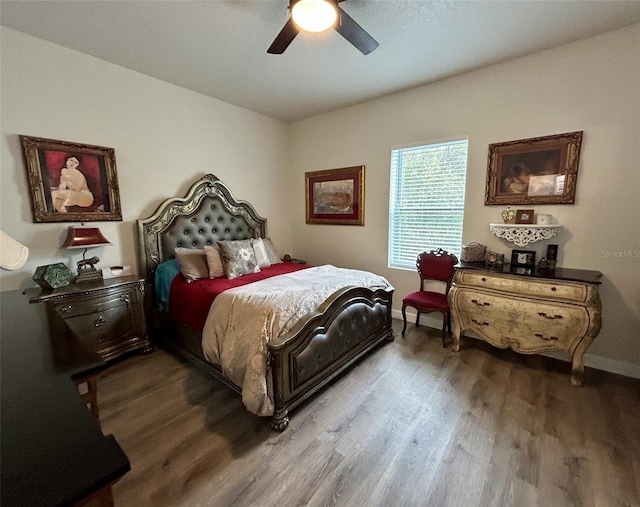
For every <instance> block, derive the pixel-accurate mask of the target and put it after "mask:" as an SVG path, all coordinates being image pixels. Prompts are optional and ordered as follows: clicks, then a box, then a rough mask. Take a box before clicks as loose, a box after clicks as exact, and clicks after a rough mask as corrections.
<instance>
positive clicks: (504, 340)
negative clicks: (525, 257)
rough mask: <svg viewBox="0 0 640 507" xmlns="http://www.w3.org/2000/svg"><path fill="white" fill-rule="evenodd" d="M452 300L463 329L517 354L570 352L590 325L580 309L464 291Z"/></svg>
mask: <svg viewBox="0 0 640 507" xmlns="http://www.w3.org/2000/svg"><path fill="white" fill-rule="evenodd" d="M454 299H455V301H454V304H455V306H456V309H457V315H458V318H459V319H460V321H461V325H462V327H463V328H464V329H468V330H470V331H473V332H475V333H476V334H478V335H480V337H481V338H483V339H484V340H486V341H488V342H490V343H492V344H493V345H495V346H498V347H502V348H506V347H511V348H512V349H513V350H515V351H517V352H523V353H535V352H541V351H545V350H564V351H566V352H572V351H573V349H574V348H575V346H576V344H577V343H578V342H579V341H580V340H581V339H582V338H583V337H584V335H585V334H586V333H587V331H588V329H589V325H590V319H589V314H588V312H587V310H586V308H584V307H582V306H575V305H569V304H562V303H555V304H554V303H544V304H541V303H540V302H537V301H527V300H524V299H519V298H517V297H508V296H505V295H502V296H501V295H497V294H492V293H489V292H484V293H483V292H479V291H474V290H471V289H468V290H467V289H464V288H463V289H460V290H459V291H456V293H455V296H454Z"/></svg>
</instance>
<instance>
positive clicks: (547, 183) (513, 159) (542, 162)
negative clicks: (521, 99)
mask: <svg viewBox="0 0 640 507" xmlns="http://www.w3.org/2000/svg"><path fill="white" fill-rule="evenodd" d="M581 144H582V131H579V132H568V133H566V134H558V135H553V136H546V137H535V138H532V139H523V140H519V141H508V142H505V143H496V144H490V145H489V160H488V168H487V188H486V193H485V202H484V203H485V205H490V204H501V205H506V204H526V205H533V204H573V203H574V202H575V197H576V180H577V178H578V162H579V160H580V146H581Z"/></svg>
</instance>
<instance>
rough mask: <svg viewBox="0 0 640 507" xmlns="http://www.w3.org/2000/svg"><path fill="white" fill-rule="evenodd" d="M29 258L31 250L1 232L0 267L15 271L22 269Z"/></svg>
mask: <svg viewBox="0 0 640 507" xmlns="http://www.w3.org/2000/svg"><path fill="white" fill-rule="evenodd" d="M28 256H29V249H28V248H27V247H26V246H24V245H22V244H21V243H18V242H17V241H16V240H15V239H13V238H12V237H11V236H9V235H8V234H6V233H4V232H2V231H0V267H2V268H3V269H8V270H11V271H14V270H16V269H20V268H21V267H22V266H23V265H24V263H25V262H27V257H28Z"/></svg>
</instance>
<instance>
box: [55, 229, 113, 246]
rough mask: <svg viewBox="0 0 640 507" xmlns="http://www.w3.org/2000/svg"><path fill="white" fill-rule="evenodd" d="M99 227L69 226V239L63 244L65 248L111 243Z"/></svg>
mask: <svg viewBox="0 0 640 507" xmlns="http://www.w3.org/2000/svg"><path fill="white" fill-rule="evenodd" d="M110 244H111V242H110V241H109V240H108V239H107V238H105V237H104V236H103V235H102V233H101V232H100V229H98V228H97V227H69V232H68V234H67V239H66V240H65V242H64V243H63V244H62V246H63V247H64V248H91V247H94V246H100V245H110Z"/></svg>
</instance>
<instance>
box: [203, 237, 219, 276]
mask: <svg viewBox="0 0 640 507" xmlns="http://www.w3.org/2000/svg"><path fill="white" fill-rule="evenodd" d="M204 255H205V257H206V258H207V266H208V268H209V278H220V277H221V276H224V268H223V267H222V259H221V258H220V250H219V249H218V248H216V247H215V246H209V245H207V246H205V247H204Z"/></svg>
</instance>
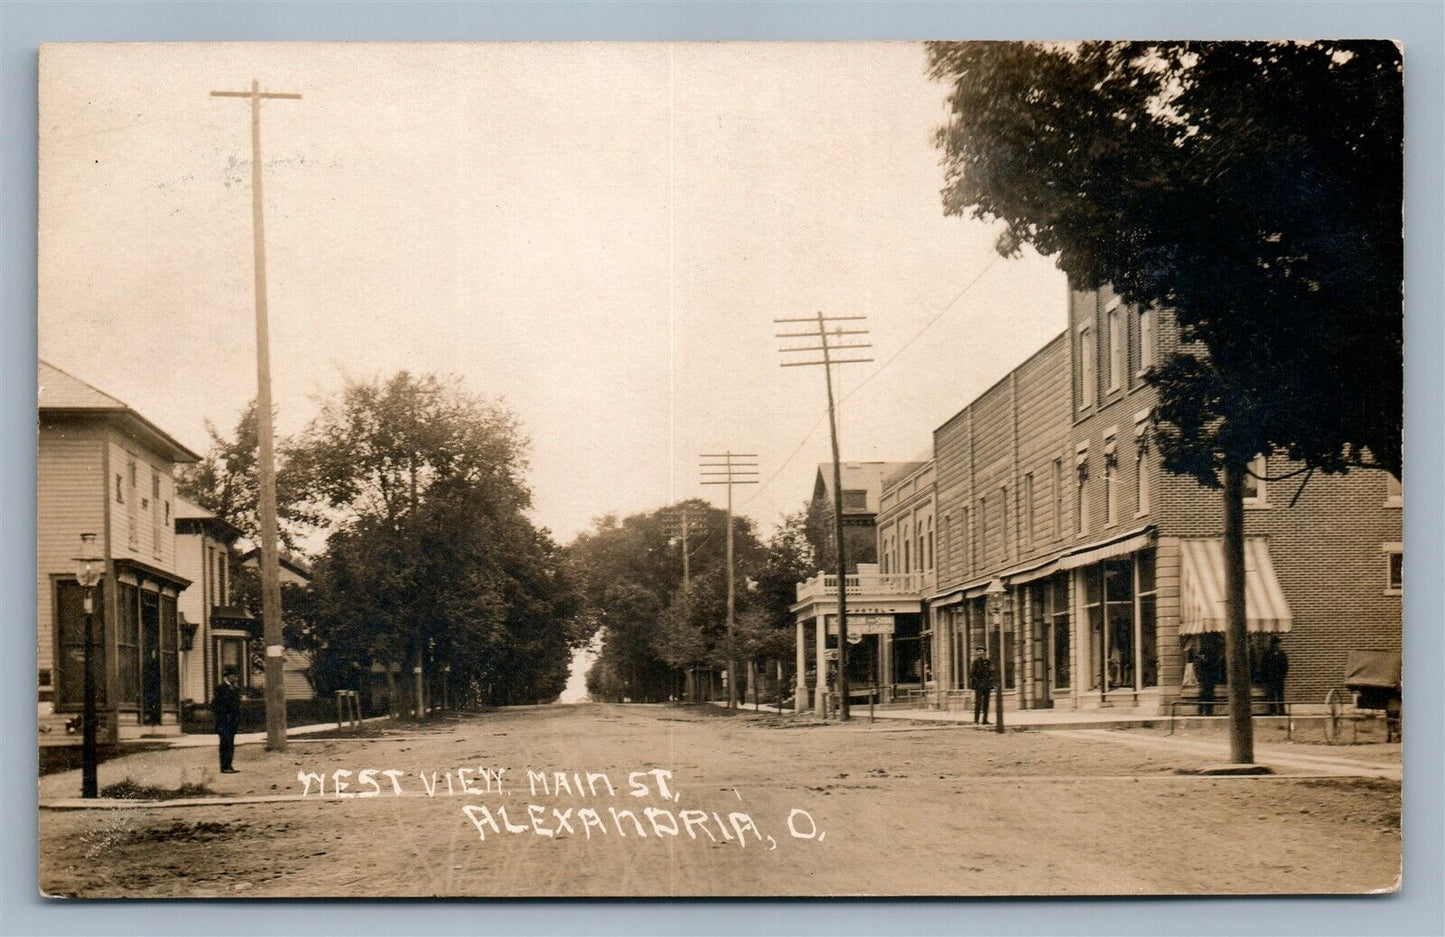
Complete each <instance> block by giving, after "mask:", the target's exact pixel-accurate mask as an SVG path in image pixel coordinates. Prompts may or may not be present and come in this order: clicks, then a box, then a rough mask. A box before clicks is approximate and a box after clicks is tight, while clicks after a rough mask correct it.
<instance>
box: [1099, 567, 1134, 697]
mask: <svg viewBox="0 0 1445 937" xmlns="http://www.w3.org/2000/svg"><path fill="white" fill-rule="evenodd" d="M1131 565H1133V564H1131V562H1130V561H1129V560H1110V561H1107V562H1104V599H1105V602H1107V606H1108V607H1107V615H1105V619H1107V620H1108V635H1107V636H1105V639H1107V642H1108V668H1107V675H1108V688H1110V690H1117V688H1120V687H1127V688H1133V687H1134V576H1133V570H1131V568H1130V567H1131Z"/></svg>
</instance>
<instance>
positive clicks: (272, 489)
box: [211, 78, 301, 752]
mask: <svg viewBox="0 0 1445 937" xmlns="http://www.w3.org/2000/svg"><path fill="white" fill-rule="evenodd" d="M211 97H240V98H250V101H251V233H253V236H254V252H256V435H257V437H259V442H260V447H259V448H260V453H259V454H257V455H259V458H257V463H259V464H257V476H259V482H260V499H259V500H260V505H259V510H257V513H259V515H260V526H262V529H260V538H262V542H260V548H262V626H263V629H264V641H266V748H267V749H269V750H272V752H283V750H286V677H285V672H283V667H282V665H283V662H285V649H283V648H285V642H283V639H282V625H280V565H279V560H277V555H276V428H275V425H273V421H272V401H270V331H269V325H267V321H266V224H264V218H263V217H262V100H276V98H280V100H288V101H299V100H301V95H299V94H282V93H276V91H262V90H260V82H259V81H256V80H254V78H253V80H251V90H250V91H212V93H211Z"/></svg>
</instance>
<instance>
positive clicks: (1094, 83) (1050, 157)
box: [928, 40, 1405, 762]
mask: <svg viewBox="0 0 1445 937" xmlns="http://www.w3.org/2000/svg"><path fill="white" fill-rule="evenodd" d="M928 48H929V67H931V74H932V77H933V78H935V80H938V81H942V82H945V85H948V87H949V111H951V113H949V117H948V121H946V124H945V126H944V127H942V129H939V132H938V139H936V142H938V145H939V147H941V149H942V150H944V166H945V188H944V210H945V213H946V214H957V215H964V214H967V215H972V217H975V218H984V220H988V221H996V223H1001V227H1003V234H1001V237H1000V240H998V250H1000V253H1003V254H1006V256H1007V254H1012V253H1014V252H1016V250H1017V249H1019V246H1020V244H1025V243H1027V244H1032V246H1033V247H1036V249H1038V250H1039V253H1042V254H1045V256H1055V257H1056V259H1058V266H1059V269H1062V270H1064V272H1065V273H1068V276H1069V281H1071V283H1072V286H1074V288H1075V289H1092V288H1097V286H1100V285H1103V283H1113V286H1114V289H1116V291H1117V292H1118V294H1120V296H1123V299H1124V301H1126V302H1129V304H1133V305H1137V307H1142V308H1150V307H1155V308H1165V309H1170V311H1172V312H1173V315H1175V318H1176V321H1178V324H1179V328H1181V333H1182V340H1183V344H1182V346H1181V347H1179V348H1178V350H1176V351H1173V353H1172V354H1169V356H1168V357H1165V360H1162V361H1160V363H1159V364H1157V366H1156V367H1155V369H1153V370H1152V373H1150V375H1147V377H1146V379H1147V380H1149V382H1150V383H1152V385H1155V386H1156V388H1157V389H1159V408H1157V414H1156V416H1157V419H1156V429H1157V435H1159V442H1160V453H1162V454H1163V457H1165V467H1166V468H1168V470H1169V471H1175V473H1178V474H1183V476H1189V477H1194V479H1196V480H1198V482H1199V483H1201V484H1204V486H1208V487H1214V489H1220V490H1221V492H1222V505H1221V506H1222V512H1224V523H1222V529H1224V542H1225V568H1227V593H1228V600H1227V612H1228V630H1227V635H1225V638H1227V648H1228V651H1227V656H1228V683H1230V716H1231V755H1233V759H1234V761H1235V762H1251V761H1253V736H1251V727H1250V706H1248V664H1247V655H1246V630H1244V613H1246V610H1244V535H1243V516H1244V509H1243V492H1244V476H1246V473H1247V471H1248V464H1250V461H1251V460H1253V458H1254V455H1256V454H1266V455H1269V454H1273V453H1282V454H1285V455H1287V458H1289V460H1290V461H1292V463H1293V466H1295V468H1293V470H1292V471H1290V473H1289V474H1286V476H1283V477H1289V476H1290V474H1299V476H1301V477H1302V483H1303V482H1308V479H1309V476H1311V474H1312V473H1342V471H1350V470H1357V468H1377V470H1384V471H1390V473H1393V474H1394V476H1396V477H1400V470H1402V422H1403V419H1402V414H1403V348H1402V338H1403V273H1405V253H1403V234H1402V223H1403V220H1402V201H1403V185H1405V181H1403V82H1402V59H1400V48H1399V46H1397V45H1396V43H1393V42H1387V40H1347V42H1337V40H1324V42H1079V43H1049V42H935V43H929V46H928Z"/></svg>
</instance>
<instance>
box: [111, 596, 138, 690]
mask: <svg viewBox="0 0 1445 937" xmlns="http://www.w3.org/2000/svg"><path fill="white" fill-rule="evenodd" d="M116 591H117V597H118V607H117V610H116V612H117V615H116V669H117V678H116V688H117V690H118V694H117V696H118V697H120V698H118V701H120V703H136V701H139V697H140V610H139V609H137V607H136V603H137V602H139V597H137V590H136V587H134V586H126V584H124V583H121V584H120V586H117V587H116Z"/></svg>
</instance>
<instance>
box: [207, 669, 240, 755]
mask: <svg viewBox="0 0 1445 937" xmlns="http://www.w3.org/2000/svg"><path fill="white" fill-rule="evenodd" d="M236 684H237V675H236V669H234V668H227V671H225V674H224V675H223V677H221V684H220V685H218V687H217V688H215V697H214V698H212V700H211V713H212V714H214V716H215V735H218V736H220V737H221V774H238V772H237V771H236V768H233V766H231V759H233V758H234V755H236V730H237V729H238V727H240V724H241V691H240V690H238V688H237V685H236Z"/></svg>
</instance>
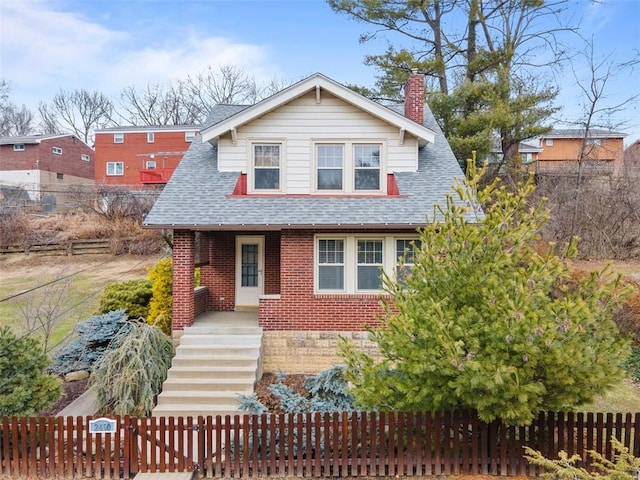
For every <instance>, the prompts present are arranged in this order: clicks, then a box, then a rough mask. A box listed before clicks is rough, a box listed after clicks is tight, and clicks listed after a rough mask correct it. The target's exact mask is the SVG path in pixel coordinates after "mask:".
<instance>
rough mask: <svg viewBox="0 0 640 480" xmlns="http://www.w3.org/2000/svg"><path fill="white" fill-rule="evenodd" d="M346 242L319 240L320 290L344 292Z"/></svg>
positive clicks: (318, 245) (318, 271) (318, 273)
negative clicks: (344, 271)
mask: <svg viewBox="0 0 640 480" xmlns="http://www.w3.org/2000/svg"><path fill="white" fill-rule="evenodd" d="M344 273H345V272H344V240H342V239H319V240H318V289H319V290H344Z"/></svg>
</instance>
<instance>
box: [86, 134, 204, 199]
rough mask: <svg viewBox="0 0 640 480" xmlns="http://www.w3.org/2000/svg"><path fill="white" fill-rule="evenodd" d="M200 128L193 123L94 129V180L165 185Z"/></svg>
mask: <svg viewBox="0 0 640 480" xmlns="http://www.w3.org/2000/svg"><path fill="white" fill-rule="evenodd" d="M198 132H199V127H196V126H193V125H168V126H151V127H113V128H106V129H103V130H97V131H96V132H95V149H96V169H95V181H96V182H97V183H103V184H107V185H126V186H130V187H136V188H145V187H153V186H163V185H164V184H166V183H167V182H168V181H169V179H170V178H171V175H172V174H173V171H174V170H175V169H176V167H177V166H178V164H179V163H180V160H182V156H183V155H184V153H185V152H186V151H187V149H188V148H189V146H190V145H191V142H192V141H193V140H194V139H195V137H196V135H197V134H198Z"/></svg>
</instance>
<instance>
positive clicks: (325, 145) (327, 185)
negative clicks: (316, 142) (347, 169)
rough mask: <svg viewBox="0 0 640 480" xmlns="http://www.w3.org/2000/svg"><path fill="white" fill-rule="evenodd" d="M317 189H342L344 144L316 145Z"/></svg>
mask: <svg viewBox="0 0 640 480" xmlns="http://www.w3.org/2000/svg"><path fill="white" fill-rule="evenodd" d="M316 155H317V160H316V164H317V169H318V170H317V189H318V190H342V185H343V181H344V178H343V177H344V173H343V171H344V145H317V146H316Z"/></svg>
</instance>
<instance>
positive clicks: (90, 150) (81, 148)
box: [0, 134, 95, 209]
mask: <svg viewBox="0 0 640 480" xmlns="http://www.w3.org/2000/svg"><path fill="white" fill-rule="evenodd" d="M94 154H95V152H94V151H93V149H92V148H91V147H90V146H88V145H87V144H86V143H84V142H83V141H82V140H80V139H79V138H78V137H76V136H75V135H71V134H57V135H25V136H15V137H3V138H0V184H2V185H8V186H14V187H21V188H23V189H25V190H26V191H27V192H28V194H29V198H30V200H31V201H40V202H44V203H45V206H47V207H48V208H51V209H53V208H54V207H55V205H56V203H58V204H60V203H61V202H63V201H64V198H63V197H64V194H65V192H69V191H70V190H73V189H74V188H75V187H77V186H78V185H91V186H92V185H93V184H94Z"/></svg>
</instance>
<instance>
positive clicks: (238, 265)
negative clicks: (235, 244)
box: [236, 236, 264, 308]
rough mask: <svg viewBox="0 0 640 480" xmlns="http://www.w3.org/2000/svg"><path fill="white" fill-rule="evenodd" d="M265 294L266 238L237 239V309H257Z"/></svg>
mask: <svg viewBox="0 0 640 480" xmlns="http://www.w3.org/2000/svg"><path fill="white" fill-rule="evenodd" d="M263 292H264V237H262V236H237V237H236V308H238V307H257V306H258V298H259V297H260V295H262V293H263Z"/></svg>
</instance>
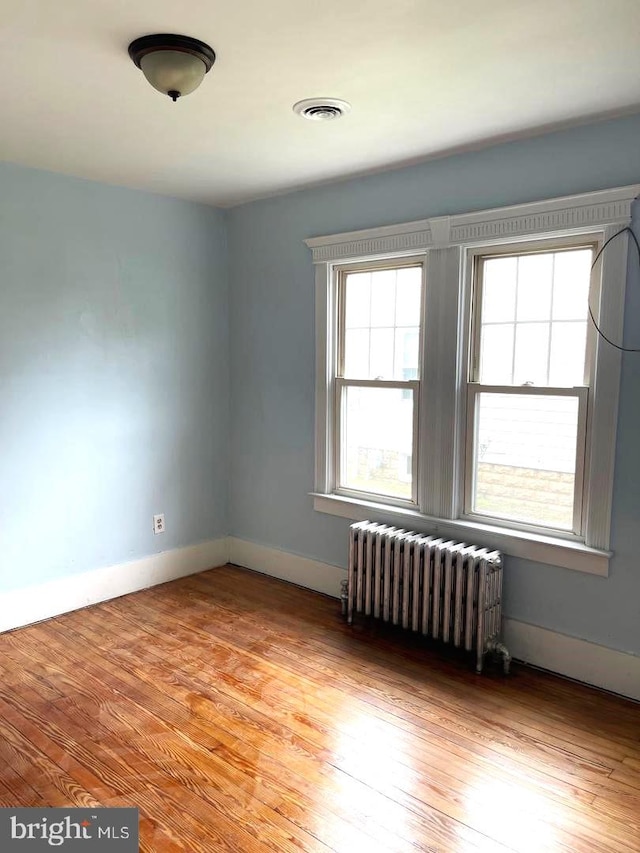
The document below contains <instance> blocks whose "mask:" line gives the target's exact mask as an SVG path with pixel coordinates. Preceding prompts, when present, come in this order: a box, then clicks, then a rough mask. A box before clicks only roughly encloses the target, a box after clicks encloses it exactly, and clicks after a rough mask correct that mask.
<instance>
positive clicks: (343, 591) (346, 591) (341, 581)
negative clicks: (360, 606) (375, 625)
mask: <svg viewBox="0 0 640 853" xmlns="http://www.w3.org/2000/svg"><path fill="white" fill-rule="evenodd" d="M348 590H349V582H348V581H346V580H344V581H341V582H340V606H341V608H342V618H343V619H347V621H348V622H349V624H351V622H352V621H353V619H352V618H349V591H348Z"/></svg>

+-------+

#### Task item:
Go through the entries above and copy each line with "every" in it.

#### Exercise solution:
For every <instance> block, derive the pixel-accurate mask of the target and put it after "mask:" as an SVG path, all coordinates being image pixels. Prompts are optional and ordered as follows: clicks, then a box, then a rough mask. Take a box before clicks as loose, a box after clicks as exact, and clicks after a rough mask as corrections.
For every <instance>, the prompts present are arranged in this order: clicks, then a box, then a rough mask. A box listed before clicks is rough, a box listed after clicks is tight, and clicks listed after a rough mask correct it. The target's exact mask is the SVG path in pixel coordinates after "mask:".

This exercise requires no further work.